[BEGIN Provided data]

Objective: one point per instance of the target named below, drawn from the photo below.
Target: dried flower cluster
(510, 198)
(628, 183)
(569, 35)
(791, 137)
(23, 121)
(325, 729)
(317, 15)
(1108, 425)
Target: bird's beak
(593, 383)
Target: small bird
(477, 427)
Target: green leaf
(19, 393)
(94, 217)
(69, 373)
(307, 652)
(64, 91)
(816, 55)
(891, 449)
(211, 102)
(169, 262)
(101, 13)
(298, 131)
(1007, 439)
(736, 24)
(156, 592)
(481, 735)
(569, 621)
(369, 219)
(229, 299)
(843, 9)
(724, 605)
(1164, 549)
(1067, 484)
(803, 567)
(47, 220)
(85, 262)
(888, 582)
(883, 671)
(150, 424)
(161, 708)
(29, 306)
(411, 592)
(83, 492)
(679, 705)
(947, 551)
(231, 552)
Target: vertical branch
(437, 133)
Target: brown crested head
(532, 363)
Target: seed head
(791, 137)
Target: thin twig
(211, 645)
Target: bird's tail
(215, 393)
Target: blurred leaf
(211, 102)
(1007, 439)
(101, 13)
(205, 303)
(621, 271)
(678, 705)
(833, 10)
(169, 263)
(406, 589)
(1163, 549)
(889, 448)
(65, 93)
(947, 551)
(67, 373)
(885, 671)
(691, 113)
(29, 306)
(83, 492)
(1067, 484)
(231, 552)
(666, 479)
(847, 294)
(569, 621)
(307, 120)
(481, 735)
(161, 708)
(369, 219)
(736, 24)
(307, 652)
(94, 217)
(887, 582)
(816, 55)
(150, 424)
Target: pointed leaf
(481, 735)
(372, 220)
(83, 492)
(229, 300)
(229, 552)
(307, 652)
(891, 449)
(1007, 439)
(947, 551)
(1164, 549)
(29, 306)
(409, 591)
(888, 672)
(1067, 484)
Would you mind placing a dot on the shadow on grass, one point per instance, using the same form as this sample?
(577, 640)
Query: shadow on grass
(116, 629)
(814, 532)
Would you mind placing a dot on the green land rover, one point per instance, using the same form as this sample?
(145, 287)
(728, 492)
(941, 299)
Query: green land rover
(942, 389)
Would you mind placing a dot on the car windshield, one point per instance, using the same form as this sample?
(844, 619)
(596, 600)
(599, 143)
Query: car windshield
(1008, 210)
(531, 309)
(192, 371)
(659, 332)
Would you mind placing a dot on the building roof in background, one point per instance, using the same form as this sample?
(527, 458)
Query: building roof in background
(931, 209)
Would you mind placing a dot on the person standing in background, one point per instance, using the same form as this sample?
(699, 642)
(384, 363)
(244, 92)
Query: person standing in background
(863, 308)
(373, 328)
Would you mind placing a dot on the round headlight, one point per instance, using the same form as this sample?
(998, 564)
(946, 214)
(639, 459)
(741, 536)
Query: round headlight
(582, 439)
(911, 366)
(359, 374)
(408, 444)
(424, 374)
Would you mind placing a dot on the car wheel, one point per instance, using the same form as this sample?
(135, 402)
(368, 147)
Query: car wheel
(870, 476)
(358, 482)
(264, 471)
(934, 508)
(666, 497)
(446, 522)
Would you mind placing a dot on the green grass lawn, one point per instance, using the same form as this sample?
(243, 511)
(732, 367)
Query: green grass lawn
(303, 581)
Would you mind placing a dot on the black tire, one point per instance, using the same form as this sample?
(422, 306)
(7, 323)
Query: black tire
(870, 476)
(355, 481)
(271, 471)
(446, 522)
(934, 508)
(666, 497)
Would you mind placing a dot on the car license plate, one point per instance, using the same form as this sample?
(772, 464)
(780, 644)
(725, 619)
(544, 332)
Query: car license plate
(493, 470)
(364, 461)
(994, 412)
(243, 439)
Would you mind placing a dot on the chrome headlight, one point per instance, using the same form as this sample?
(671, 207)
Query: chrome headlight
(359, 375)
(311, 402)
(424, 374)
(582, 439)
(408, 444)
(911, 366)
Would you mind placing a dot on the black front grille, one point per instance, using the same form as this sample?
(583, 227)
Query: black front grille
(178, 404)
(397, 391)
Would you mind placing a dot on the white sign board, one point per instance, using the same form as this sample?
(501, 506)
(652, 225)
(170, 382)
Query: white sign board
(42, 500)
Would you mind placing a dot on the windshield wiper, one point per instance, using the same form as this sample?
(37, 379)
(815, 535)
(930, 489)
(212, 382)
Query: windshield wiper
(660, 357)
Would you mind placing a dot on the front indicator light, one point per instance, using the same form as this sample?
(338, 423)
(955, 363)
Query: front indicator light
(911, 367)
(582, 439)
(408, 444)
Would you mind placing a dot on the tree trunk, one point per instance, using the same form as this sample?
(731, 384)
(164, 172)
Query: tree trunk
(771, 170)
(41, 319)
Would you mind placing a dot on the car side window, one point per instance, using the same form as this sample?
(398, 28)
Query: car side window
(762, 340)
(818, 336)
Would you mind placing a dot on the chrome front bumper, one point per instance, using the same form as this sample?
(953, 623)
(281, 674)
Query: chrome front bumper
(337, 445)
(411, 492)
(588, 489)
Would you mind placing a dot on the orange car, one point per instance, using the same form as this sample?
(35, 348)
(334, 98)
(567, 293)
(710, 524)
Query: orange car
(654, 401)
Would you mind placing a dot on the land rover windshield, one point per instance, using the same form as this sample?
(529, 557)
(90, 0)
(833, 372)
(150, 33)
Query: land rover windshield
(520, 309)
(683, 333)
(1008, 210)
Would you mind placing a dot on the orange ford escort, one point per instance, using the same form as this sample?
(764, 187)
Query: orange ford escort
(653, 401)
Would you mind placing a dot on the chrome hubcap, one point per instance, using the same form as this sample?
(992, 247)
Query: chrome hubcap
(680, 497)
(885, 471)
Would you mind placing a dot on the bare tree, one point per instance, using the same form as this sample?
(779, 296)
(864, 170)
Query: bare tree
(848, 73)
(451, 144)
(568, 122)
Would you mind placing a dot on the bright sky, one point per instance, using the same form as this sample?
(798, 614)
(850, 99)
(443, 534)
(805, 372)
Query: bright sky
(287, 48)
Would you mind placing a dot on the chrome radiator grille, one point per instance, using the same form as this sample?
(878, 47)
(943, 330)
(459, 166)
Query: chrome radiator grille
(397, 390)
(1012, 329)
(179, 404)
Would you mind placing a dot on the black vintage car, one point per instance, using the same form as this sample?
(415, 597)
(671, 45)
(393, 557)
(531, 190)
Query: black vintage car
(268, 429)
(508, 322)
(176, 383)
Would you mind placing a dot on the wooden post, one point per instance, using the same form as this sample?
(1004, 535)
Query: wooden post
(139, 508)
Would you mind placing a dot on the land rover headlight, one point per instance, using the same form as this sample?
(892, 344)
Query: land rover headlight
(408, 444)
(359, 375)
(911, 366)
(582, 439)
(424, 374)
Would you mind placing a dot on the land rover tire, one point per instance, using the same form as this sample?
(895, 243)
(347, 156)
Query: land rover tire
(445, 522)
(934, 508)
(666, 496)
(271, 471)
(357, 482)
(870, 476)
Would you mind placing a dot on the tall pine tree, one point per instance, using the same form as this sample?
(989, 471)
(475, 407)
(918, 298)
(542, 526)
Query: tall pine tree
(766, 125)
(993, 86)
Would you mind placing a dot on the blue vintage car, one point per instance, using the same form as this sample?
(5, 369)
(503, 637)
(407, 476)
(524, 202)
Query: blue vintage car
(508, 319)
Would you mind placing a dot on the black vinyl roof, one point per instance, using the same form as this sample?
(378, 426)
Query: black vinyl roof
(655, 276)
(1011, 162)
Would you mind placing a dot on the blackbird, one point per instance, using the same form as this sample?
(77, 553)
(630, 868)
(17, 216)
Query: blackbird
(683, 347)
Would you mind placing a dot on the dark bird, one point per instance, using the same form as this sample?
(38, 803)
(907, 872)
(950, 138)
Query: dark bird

[END Provided data]

• **Given instruction**
Rename every "Query" in the listing above to "Label", leaving all other lines and words unchanged.

• **Correct response**
Objective: one point per instance of the target named below, drawn from the photo below.
Target: dried flower cluster
(510, 198)
(628, 183)
(569, 35)
(791, 137)
(23, 121)
(325, 729)
(317, 15)
(1108, 425)
Target: bird's beak
(593, 383)
Target: small bird
(477, 427)
Target: green leaf
(19, 393)
(94, 217)
(69, 373)
(307, 652)
(64, 91)
(816, 55)
(891, 449)
(211, 102)
(169, 262)
(101, 13)
(298, 131)
(1007, 439)
(736, 24)
(156, 592)
(481, 735)
(569, 621)
(369, 219)
(229, 299)
(843, 9)
(724, 605)
(1164, 549)
(1067, 484)
(803, 567)
(47, 220)
(85, 262)
(888, 582)
(883, 671)
(150, 424)
(161, 708)
(29, 306)
(411, 592)
(83, 492)
(679, 705)
(947, 551)
(231, 552)
Target: vertical branch
(437, 133)
Target: brown crested head
(532, 363)
Target: seed head
(791, 137)
Target: thin twig
(211, 645)
Target: bird's tail
(215, 393)
Target: blurred leaf
(211, 102)
(1007, 439)
(101, 13)
(205, 303)
(621, 271)
(678, 705)
(833, 10)
(169, 263)
(406, 589)
(1163, 549)
(889, 448)
(65, 93)
(947, 551)
(67, 373)
(885, 671)
(691, 113)
(29, 306)
(83, 492)
(1067, 484)
(231, 552)
(666, 479)
(847, 294)
(569, 621)
(307, 120)
(481, 735)
(161, 708)
(369, 219)
(736, 24)
(307, 652)
(94, 217)
(887, 582)
(816, 55)
(150, 424)
Target: pointed leaf
(481, 735)
(372, 220)
(83, 492)
(229, 300)
(229, 552)
(307, 652)
(891, 449)
(1007, 439)
(947, 551)
(1164, 549)
(29, 306)
(409, 591)
(888, 672)
(1067, 484)
Would you mind placing a dot on the shadow on grass, one point per instance, using the same form as this sample?
(577, 640)
Label: shadow on grass
(116, 629)
(814, 532)
Would you mind placing a dot on the green land rover, one point per instance, using the same form as this sample?
(145, 287)
(728, 492)
(941, 299)
Label: green land rover
(942, 389)
Would you mind placing a dot on the car windshield, one point per instance, using the same form as this sample?
(844, 619)
(596, 600)
(599, 143)
Label: car windshield
(1008, 210)
(531, 309)
(192, 371)
(659, 332)
Would you mind placing a dot on the building roof in background, one point per instance, using the same form as this sample?
(527, 458)
Label: building roof in background
(931, 209)
Would you mind placing a dot on the person standing in background, one point per instance, using the same form as this sample?
(699, 642)
(384, 363)
(244, 92)
Label: person standing in background
(863, 308)
(373, 328)
Would you mind placing a dot on the round headlight, one point per instance, using the same form as this sample?
(998, 564)
(946, 214)
(639, 459)
(741, 536)
Label: round headlight
(582, 439)
(911, 366)
(359, 374)
(408, 444)
(424, 374)
Would you mind placing a dot on the car wheel, one point per instance, using the same form as this sample?
(135, 402)
(368, 147)
Label: car wheel
(870, 476)
(358, 482)
(264, 471)
(934, 508)
(666, 497)
(446, 522)
Would you mind placing a dot on the green grass lawn, one point per instance, using the same form as this sample?
(243, 511)
(732, 367)
Label: green grass lawn
(303, 581)
Would you mind placing a dot on the black tire, one point per instance, using the same form as this sample?
(422, 306)
(7, 323)
Label: black tire
(870, 476)
(355, 481)
(271, 471)
(446, 522)
(934, 508)
(666, 497)
Would you mind placing a dot on the car license plate, one point per instance, using the same form as this sample?
(772, 464)
(780, 644)
(725, 619)
(544, 332)
Label: car license plate
(493, 470)
(364, 461)
(994, 412)
(243, 439)
Would you mind placing a dot on the chrome headlight, one point per instance, using the same form as this sample?
(671, 207)
Label: chrome headlight
(359, 375)
(311, 402)
(424, 374)
(582, 439)
(408, 444)
(911, 366)
Would you mind placing a dot on the black front grille, one point per instance, using the same form as this sample?
(583, 227)
Label: black front grille
(178, 404)
(397, 391)
Would you mind placing a dot on the white sign board, one point per instance, using the same form as this sample?
(501, 506)
(652, 225)
(170, 382)
Label: white sign board
(42, 500)
Would you mind placing a dot on the windshield wiper, one point per instance, using the same form as this sample?
(37, 379)
(815, 535)
(930, 489)
(212, 382)
Label: windshield wiper
(660, 357)
Would you mind placing a dot on the front indicator light, one point per instance, using the same form as this sample?
(338, 423)
(955, 363)
Label: front indicator light
(911, 367)
(582, 439)
(408, 444)
Would you mind placing a dot on the tree trunk, one point per instance, using the same form as this sample?
(731, 384)
(164, 172)
Label: tree trunk
(771, 170)
(41, 319)
Would you mind placing a dot on the car side window, one point per instance, using the same form as this sample?
(398, 28)
Label: car side window
(762, 340)
(818, 336)
Would you mind placing a dot on the chrome front bumper, one point per instance, using the same form as this sample?
(953, 623)
(281, 674)
Label: chrome front bumper
(337, 445)
(411, 492)
(588, 489)
Would you mind placing a dot on the orange car, one point per instance, using the same form as this sample?
(35, 348)
(334, 98)
(567, 293)
(710, 524)
Label: orange car
(654, 401)
Would you mind placing a dot on the land rover windshield, one point per instance, using the same form as this sample?
(529, 557)
(90, 0)
(833, 372)
(150, 33)
Label: land rover windshield
(520, 309)
(683, 333)
(1008, 210)
Would you mind placing a dot on the orange ford escort, one point per instance, using the same form as this sample?
(764, 187)
Label: orange ford escort
(653, 401)
Would you mind placing a dot on the chrome hubcap, one point per instance, using the same form as this sample?
(992, 247)
Label: chrome hubcap
(680, 497)
(885, 471)
Would you mind placing a dot on the bare tree, one point per instance, using the same form as this sample?
(779, 296)
(864, 170)
Label: bare tree
(848, 73)
(451, 144)
(568, 122)
Would you mind placing a dot on the bright sky, one point per instance, using the same form as this sample?
(798, 614)
(850, 99)
(443, 534)
(805, 372)
Label: bright sky
(287, 48)
Would you mind placing a dot on the chrome radiator grille, one point per instance, using the same form as this sample?
(878, 47)
(943, 330)
(459, 166)
Label: chrome radiator grille
(397, 390)
(1012, 329)
(179, 404)
Would you mind placing a dot on the black vintage car, one point per instance, using the same form as this sample?
(415, 597)
(671, 45)
(393, 557)
(531, 190)
Label: black vintage car
(268, 429)
(508, 322)
(176, 383)
Would you mind placing a dot on the wooden post, one point per instance, using the same form as this sample?
(1004, 535)
Label: wooden post
(139, 508)
Would you mind placing a dot on the land rover headlight, one point per instance, using the same form as this sample?
(892, 344)
Label: land rover headlight
(408, 444)
(359, 375)
(911, 366)
(582, 439)
(424, 374)
Would you mind placing a dot on the land rover tire, one point per instance, using the same form as this sample?
(895, 243)
(347, 156)
Label: land rover tire
(445, 522)
(934, 508)
(666, 496)
(271, 471)
(357, 482)
(870, 476)
Would you mind placing a dot on the tall pine tree, one point per instance, using the same form as this sample?
(989, 471)
(475, 407)
(918, 298)
(542, 526)
Label: tall pine tree
(766, 125)
(993, 86)
Would you mind placing a dot on the blue vintage car, one point per instance, using the same form as this sample?
(5, 369)
(503, 637)
(407, 476)
(524, 202)
Label: blue vintage car
(508, 319)
Would you mind placing a dot on the black vinyl roof, one point per instance, using the same form as this sample?
(378, 426)
Label: black vinyl roof
(655, 276)
(1011, 162)
Would you mind placing a dot on the blackbird, one point per instance, using the same form as this sample?
(77, 553)
(630, 868)
(17, 216)
Label: blackbird
(683, 347)
Would you mind placing a dot on the dark bird, one point per instance, using the same form as this sample?
(38, 803)
(907, 872)
(950, 138)
Label: dark bird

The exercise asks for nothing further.